● WHAT YOU SHOULD DO
Two lines mark the range in the entries below: the one holding "Target: spiny hind leg" and the one holding "of the antenna". Set down those two and all lines between them, exactly.

● DATA LISTING
:::::
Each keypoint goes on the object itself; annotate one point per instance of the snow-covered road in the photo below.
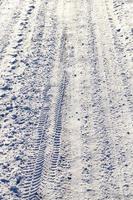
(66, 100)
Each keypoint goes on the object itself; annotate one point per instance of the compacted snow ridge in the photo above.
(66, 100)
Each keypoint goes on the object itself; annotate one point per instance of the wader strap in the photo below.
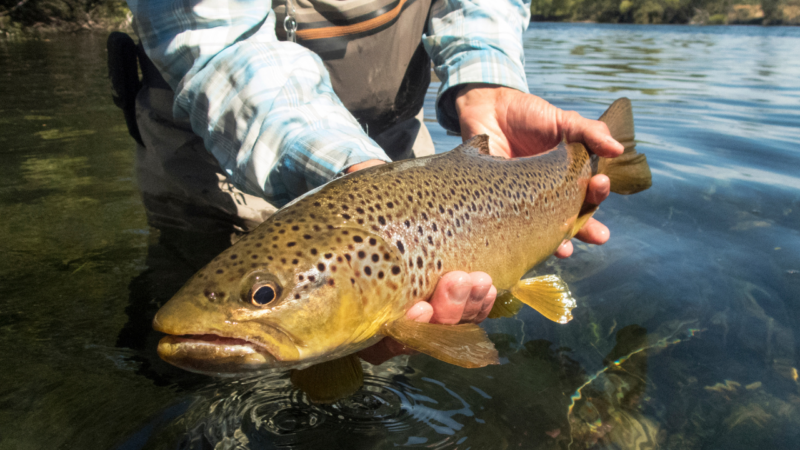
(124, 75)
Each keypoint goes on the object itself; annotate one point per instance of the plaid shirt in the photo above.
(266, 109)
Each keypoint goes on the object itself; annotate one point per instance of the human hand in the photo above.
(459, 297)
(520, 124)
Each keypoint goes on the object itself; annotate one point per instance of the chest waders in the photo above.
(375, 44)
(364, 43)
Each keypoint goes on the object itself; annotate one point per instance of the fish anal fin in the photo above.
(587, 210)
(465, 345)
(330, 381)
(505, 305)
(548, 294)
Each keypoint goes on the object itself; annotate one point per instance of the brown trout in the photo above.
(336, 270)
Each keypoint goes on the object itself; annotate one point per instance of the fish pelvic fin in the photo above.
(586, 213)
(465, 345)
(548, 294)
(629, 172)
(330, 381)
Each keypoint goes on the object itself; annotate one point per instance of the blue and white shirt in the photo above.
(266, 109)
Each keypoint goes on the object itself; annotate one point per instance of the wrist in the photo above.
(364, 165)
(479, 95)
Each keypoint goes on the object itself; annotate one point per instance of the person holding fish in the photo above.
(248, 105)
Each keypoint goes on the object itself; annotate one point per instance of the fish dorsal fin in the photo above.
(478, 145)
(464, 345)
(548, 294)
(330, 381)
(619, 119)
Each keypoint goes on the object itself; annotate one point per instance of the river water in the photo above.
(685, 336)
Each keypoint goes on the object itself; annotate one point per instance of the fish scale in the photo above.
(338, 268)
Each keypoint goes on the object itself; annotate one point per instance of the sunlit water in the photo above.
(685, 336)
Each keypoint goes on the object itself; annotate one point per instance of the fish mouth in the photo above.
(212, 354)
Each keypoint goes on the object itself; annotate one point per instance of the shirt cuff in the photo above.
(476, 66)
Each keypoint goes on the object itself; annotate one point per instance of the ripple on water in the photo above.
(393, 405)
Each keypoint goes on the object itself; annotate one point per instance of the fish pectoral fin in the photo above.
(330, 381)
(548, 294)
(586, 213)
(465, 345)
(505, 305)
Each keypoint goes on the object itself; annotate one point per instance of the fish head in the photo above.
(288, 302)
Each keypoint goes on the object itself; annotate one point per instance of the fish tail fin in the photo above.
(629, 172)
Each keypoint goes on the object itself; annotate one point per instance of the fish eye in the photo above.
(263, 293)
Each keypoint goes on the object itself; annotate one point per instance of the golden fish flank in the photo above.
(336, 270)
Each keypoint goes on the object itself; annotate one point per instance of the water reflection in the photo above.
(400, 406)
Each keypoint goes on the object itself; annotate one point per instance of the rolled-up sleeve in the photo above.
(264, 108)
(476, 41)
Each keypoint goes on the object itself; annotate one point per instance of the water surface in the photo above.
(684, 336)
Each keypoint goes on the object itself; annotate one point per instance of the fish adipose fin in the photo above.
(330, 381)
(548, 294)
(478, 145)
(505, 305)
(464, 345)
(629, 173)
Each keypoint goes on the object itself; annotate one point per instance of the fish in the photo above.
:::::
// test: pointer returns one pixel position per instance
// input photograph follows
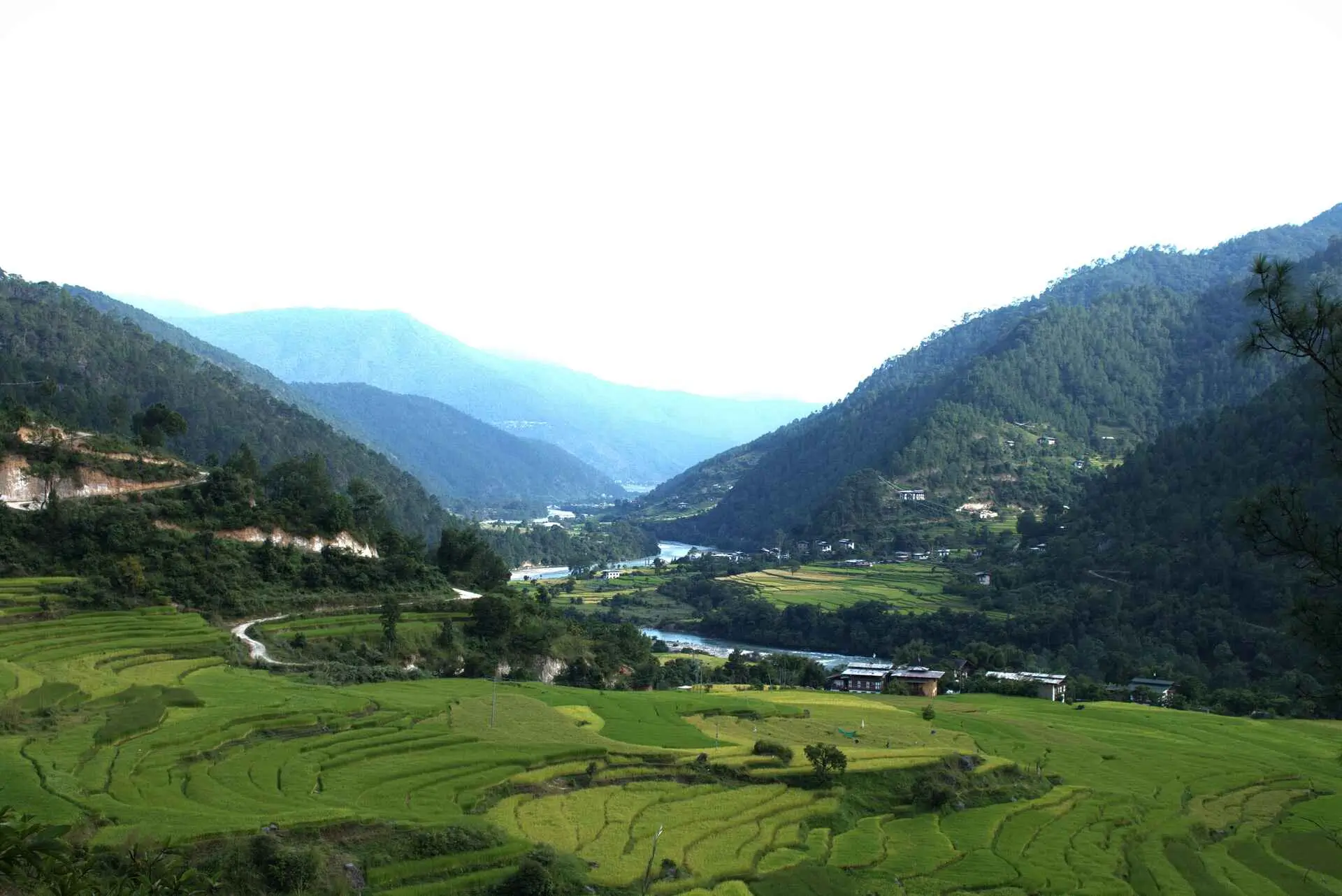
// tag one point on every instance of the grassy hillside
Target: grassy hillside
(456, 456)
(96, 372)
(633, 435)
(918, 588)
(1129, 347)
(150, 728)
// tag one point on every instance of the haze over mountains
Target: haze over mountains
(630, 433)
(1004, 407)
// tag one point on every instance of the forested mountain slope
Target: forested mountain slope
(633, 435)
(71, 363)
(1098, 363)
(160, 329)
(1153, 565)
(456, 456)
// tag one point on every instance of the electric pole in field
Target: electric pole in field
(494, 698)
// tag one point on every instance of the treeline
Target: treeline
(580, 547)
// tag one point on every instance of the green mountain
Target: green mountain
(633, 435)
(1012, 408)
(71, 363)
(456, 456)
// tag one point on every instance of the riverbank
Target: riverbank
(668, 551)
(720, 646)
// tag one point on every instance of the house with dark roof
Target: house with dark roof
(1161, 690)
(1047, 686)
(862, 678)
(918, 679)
:::::
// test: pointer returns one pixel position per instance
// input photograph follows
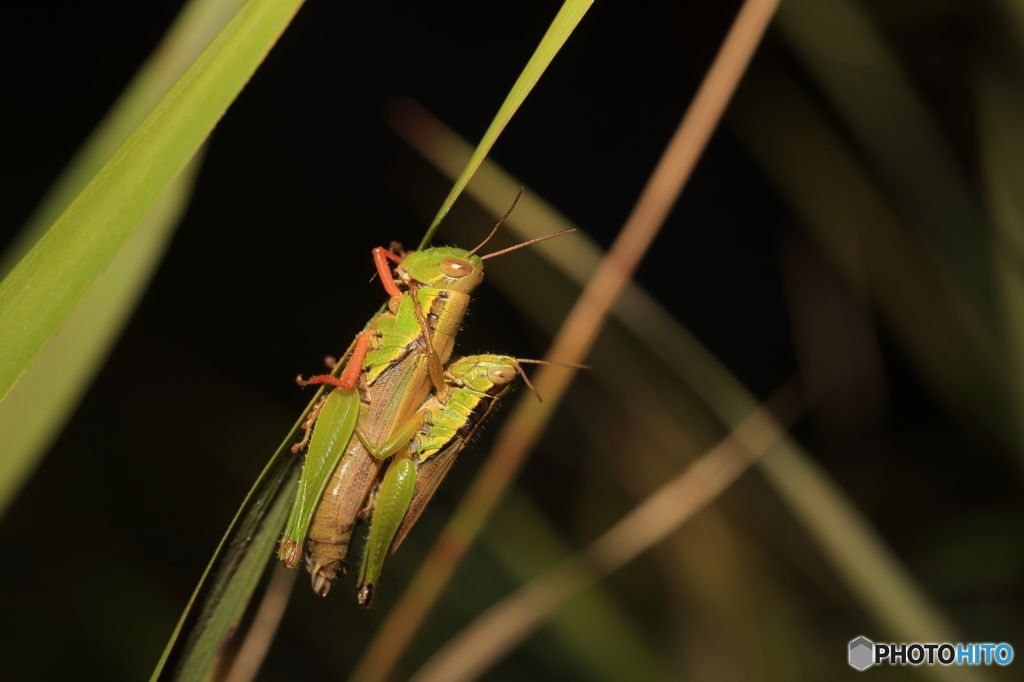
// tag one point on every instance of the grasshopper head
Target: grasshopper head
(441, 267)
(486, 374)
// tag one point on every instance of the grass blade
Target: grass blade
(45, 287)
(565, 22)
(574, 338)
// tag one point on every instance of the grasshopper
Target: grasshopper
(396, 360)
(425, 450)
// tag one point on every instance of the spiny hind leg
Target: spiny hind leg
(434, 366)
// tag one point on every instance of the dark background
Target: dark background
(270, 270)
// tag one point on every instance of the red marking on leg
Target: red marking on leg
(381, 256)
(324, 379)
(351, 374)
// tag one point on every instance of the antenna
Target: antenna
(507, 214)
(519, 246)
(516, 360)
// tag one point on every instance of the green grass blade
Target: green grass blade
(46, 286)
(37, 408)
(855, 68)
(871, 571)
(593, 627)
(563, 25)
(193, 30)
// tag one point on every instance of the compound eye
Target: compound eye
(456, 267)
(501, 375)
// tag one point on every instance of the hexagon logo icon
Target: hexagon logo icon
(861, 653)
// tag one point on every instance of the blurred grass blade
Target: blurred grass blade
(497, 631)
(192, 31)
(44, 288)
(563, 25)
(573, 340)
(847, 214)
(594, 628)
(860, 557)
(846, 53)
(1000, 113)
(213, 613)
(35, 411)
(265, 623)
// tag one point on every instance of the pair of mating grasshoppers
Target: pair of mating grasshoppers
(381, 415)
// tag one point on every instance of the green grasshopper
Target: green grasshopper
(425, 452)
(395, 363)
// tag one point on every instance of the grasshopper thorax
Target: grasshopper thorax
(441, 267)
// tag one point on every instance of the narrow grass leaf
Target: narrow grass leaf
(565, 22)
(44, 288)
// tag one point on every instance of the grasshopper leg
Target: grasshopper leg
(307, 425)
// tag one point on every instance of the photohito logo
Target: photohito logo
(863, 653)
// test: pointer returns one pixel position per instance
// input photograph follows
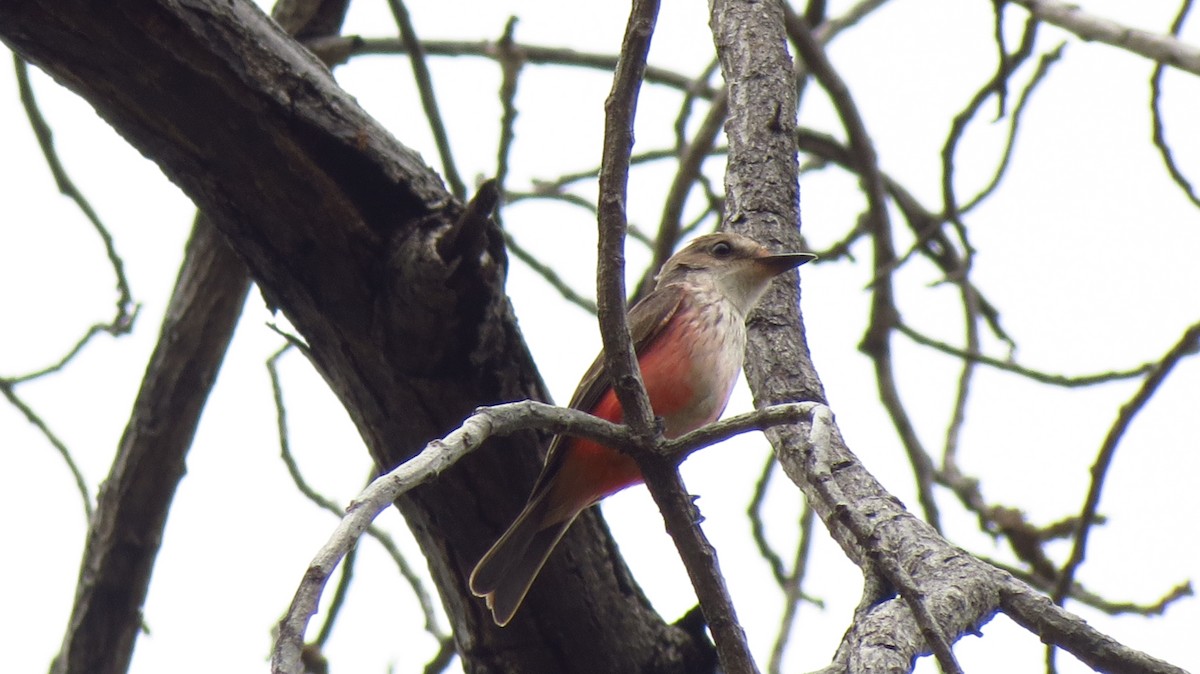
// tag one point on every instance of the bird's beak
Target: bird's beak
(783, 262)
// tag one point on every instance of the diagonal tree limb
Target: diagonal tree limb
:::::
● RESULT
Target: spiny hind leg
(434, 366)
// tag one point on every instance of the dark background
Target: dark background
(270, 270)
// tag one point on every instance of the red marking on leg
Target: red marking on leg
(381, 256)
(324, 379)
(351, 374)
// tag one point on every instance of the antenna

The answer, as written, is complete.